■ **Data extract**
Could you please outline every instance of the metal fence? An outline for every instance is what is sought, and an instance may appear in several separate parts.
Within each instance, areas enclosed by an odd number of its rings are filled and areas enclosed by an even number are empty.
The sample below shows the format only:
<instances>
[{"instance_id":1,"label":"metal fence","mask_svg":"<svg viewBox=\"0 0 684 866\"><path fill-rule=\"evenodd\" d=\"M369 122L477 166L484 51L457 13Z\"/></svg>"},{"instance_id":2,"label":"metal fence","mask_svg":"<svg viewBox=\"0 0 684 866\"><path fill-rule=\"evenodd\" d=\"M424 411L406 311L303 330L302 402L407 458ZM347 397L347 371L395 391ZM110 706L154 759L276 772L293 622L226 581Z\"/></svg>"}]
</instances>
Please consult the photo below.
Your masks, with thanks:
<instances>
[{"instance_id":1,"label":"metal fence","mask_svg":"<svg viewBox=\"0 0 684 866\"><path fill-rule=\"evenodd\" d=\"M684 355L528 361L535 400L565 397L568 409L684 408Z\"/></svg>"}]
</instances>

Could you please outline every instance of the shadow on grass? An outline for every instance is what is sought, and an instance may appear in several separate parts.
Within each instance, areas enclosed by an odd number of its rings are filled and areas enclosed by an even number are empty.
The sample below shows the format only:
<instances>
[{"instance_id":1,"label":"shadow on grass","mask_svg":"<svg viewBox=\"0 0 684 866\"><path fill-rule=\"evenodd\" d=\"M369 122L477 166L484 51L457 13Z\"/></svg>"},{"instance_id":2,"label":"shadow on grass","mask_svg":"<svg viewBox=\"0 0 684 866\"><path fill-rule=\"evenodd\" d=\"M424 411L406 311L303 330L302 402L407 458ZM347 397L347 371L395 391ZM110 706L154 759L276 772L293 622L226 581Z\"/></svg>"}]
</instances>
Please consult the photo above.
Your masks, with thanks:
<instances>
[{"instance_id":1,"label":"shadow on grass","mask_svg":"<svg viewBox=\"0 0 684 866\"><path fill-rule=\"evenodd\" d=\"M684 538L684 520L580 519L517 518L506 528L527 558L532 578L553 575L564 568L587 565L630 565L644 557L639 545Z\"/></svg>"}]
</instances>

■ **Given exercise**
Copy exactly the lines of the listing above, beginning at the line with "Could you please outline every instance of the shadow" and ending at its final line; write out nothing else.

■ **Exercise result**
Could you please outline every instance of the shadow on grass? An outline for every instance is what is sought, and an instance may appear in several separate parts.
Within each instance, areas enclosed by an odd number of its rings are filled and areas enclosed by an even number are empty.
The sample below shows the format only:
<instances>
[{"instance_id":1,"label":"shadow on grass","mask_svg":"<svg viewBox=\"0 0 684 866\"><path fill-rule=\"evenodd\" d=\"M369 122L477 166L484 51L457 13Z\"/></svg>"},{"instance_id":2,"label":"shadow on grass","mask_svg":"<svg viewBox=\"0 0 684 866\"><path fill-rule=\"evenodd\" d=\"M424 411L406 311L303 330L302 402L407 458ZM347 397L347 371L395 391ZM110 706L154 759L276 772L293 622L226 581Z\"/></svg>"}]
</instances>
Please consult the photo above.
Your masks, with thanks:
<instances>
[{"instance_id":1,"label":"shadow on grass","mask_svg":"<svg viewBox=\"0 0 684 866\"><path fill-rule=\"evenodd\" d=\"M684 538L684 520L580 519L517 518L506 528L527 558L532 578L553 575L564 568L587 565L630 565L644 557L639 545Z\"/></svg>"}]
</instances>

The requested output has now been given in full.